**Data**

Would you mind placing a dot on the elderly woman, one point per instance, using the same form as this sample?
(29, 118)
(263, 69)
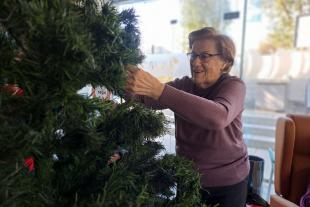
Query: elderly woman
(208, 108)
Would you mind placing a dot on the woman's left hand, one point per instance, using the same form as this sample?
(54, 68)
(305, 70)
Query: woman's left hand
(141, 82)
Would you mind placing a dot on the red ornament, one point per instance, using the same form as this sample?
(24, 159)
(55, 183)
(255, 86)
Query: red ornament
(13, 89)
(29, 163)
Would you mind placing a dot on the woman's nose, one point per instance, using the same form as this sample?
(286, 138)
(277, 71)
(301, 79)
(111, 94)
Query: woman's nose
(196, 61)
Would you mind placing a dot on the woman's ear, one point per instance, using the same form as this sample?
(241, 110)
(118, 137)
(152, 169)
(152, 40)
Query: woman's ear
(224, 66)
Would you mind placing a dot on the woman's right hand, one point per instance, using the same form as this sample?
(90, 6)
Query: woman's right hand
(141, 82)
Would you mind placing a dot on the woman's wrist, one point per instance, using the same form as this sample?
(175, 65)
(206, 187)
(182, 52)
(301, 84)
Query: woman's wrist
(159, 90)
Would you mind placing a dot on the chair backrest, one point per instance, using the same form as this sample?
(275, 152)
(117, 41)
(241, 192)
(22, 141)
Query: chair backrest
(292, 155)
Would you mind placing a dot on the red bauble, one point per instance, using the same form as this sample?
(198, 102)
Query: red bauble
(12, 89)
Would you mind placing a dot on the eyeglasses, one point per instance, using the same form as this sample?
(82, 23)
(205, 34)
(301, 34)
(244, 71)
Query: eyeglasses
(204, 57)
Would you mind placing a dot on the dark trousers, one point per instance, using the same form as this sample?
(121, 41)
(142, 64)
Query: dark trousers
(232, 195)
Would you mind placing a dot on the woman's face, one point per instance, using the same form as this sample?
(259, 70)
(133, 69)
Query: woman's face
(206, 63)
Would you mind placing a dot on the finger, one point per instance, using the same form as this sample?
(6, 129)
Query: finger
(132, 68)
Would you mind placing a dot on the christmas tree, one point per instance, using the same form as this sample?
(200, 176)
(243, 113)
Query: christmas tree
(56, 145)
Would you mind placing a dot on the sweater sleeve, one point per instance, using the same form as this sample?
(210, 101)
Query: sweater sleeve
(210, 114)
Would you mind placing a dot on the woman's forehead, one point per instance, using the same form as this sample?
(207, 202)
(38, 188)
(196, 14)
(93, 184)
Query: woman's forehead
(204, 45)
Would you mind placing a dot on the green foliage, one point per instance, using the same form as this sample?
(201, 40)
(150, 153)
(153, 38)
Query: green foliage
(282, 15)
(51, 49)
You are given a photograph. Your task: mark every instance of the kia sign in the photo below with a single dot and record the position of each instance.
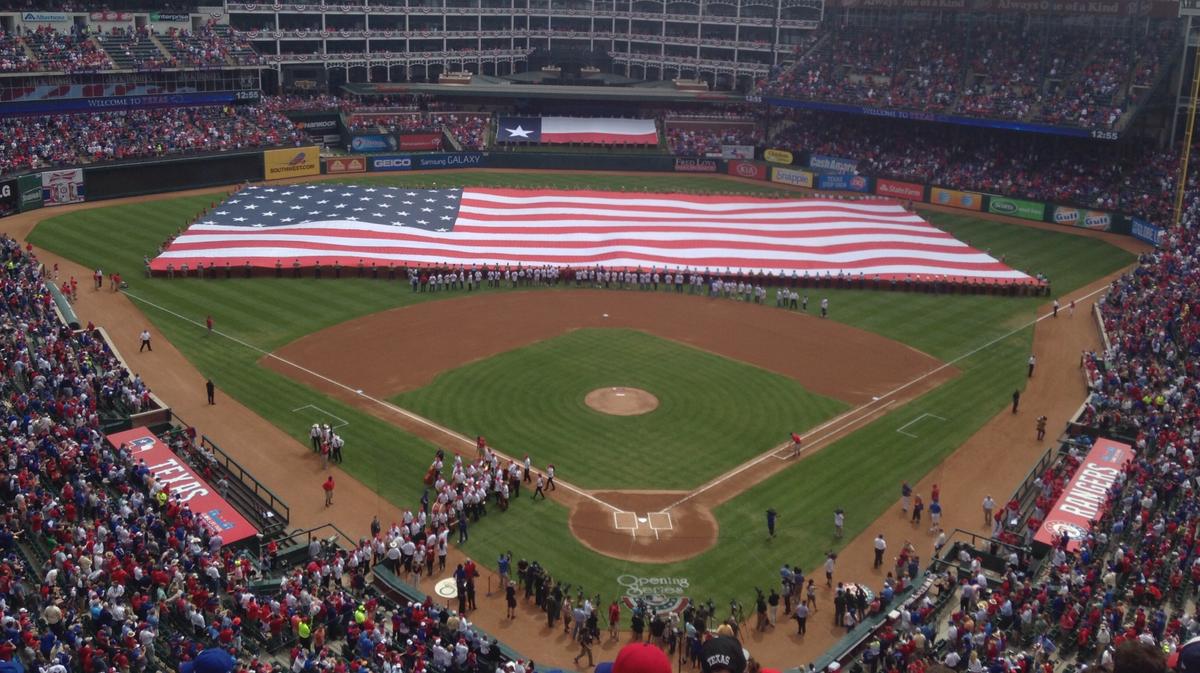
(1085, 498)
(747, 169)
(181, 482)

**Task to carry out**
Return every line of the records exactly as given, pictures excluded.

**Result of the exercise**
Would you mind placing a dot on the elderly woman, one point per instance, using the same form as this sample?
(29, 118)
(263, 69)
Query: elderly woman
(208, 108)
Would you mind placing a dot on the woman's left hand, one point per instance, using the same form as this sample?
(54, 68)
(305, 70)
Query: woman's left hand
(141, 82)
Would you mind placing a dot on the red ornament, one point per instance, using the same form as this sample?
(24, 159)
(55, 183)
(255, 86)
Query: red ornament
(13, 89)
(29, 163)
Would you mind placing a dot on the woman's nose, one point per instance, using the same form as this sample?
(286, 138)
(277, 71)
(301, 79)
(111, 94)
Query: woman's nose
(196, 61)
Would you mind placing a dot on the woman's ear, one point per instance, using the same form as this sample?
(241, 110)
(118, 137)
(152, 169)
(152, 40)
Query: woman's ear
(224, 66)
Would you mind placing a dot on the woman's right hand, one point per instance, using the same form as this sample?
(90, 6)
Query: woman's right hand
(141, 82)
Would you mind placing a dot on the woman's wrist, one point per instance, using the same form as this sample?
(175, 65)
(206, 187)
(182, 52)
(301, 84)
Query: woman's wrist
(159, 90)
Would you mind placing a dot on the chair backrest, one point per instance, using the same form as this sample?
(275, 152)
(117, 41)
(241, 192)
(22, 141)
Query: chair backrest
(292, 155)
Would you mind placing a dot on the red bauble, one point per instance, using the same form as this sample?
(198, 102)
Query: red bauble
(12, 89)
Would you mind placing a dot on the eyeglasses, one point per instance, using the same form as this sample?
(82, 23)
(205, 34)
(301, 34)
(244, 71)
Query: eyeglasses
(204, 57)
Would you mind placing a dot on the dark trousers, one point per instance, using the same form as this sample?
(121, 41)
(142, 64)
Query: dark trousers
(232, 195)
Would you mind placing a dot on the woman's face, one point per instance, using the same form as this sample?
(259, 70)
(133, 69)
Query: woman's face
(206, 63)
Would you mind placing a dot on the finger, one point per instance, using the same form as this sample?
(6, 129)
Query: finger
(132, 68)
Would you mind placing a dot on the christmas tree, one point per instance, using the same form as this sample?
(200, 176)
(243, 113)
Query: christmas tree
(56, 145)
Would you mind placing a dot on the sweater sleeve, one point per instance, using the same form as this sample?
(210, 101)
Query: sweater sleeve
(210, 114)
Would you mind placing a dot on the woman's forehead, one point per instance, using the same form as this sample?
(207, 202)
(38, 188)
(196, 14)
(93, 184)
Query: woman's forehead
(204, 45)
Would you mind placing a dot on the green foliage, one point per instance, using the same form as this sample?
(201, 40)
(150, 153)
(153, 38)
Query: green foliage
(282, 15)
(51, 49)
You are given a photograph. Your task: mark every instance of the kia sign in the photo below with a single dot and record the position of each instance.
(1085, 498)
(747, 169)
(181, 482)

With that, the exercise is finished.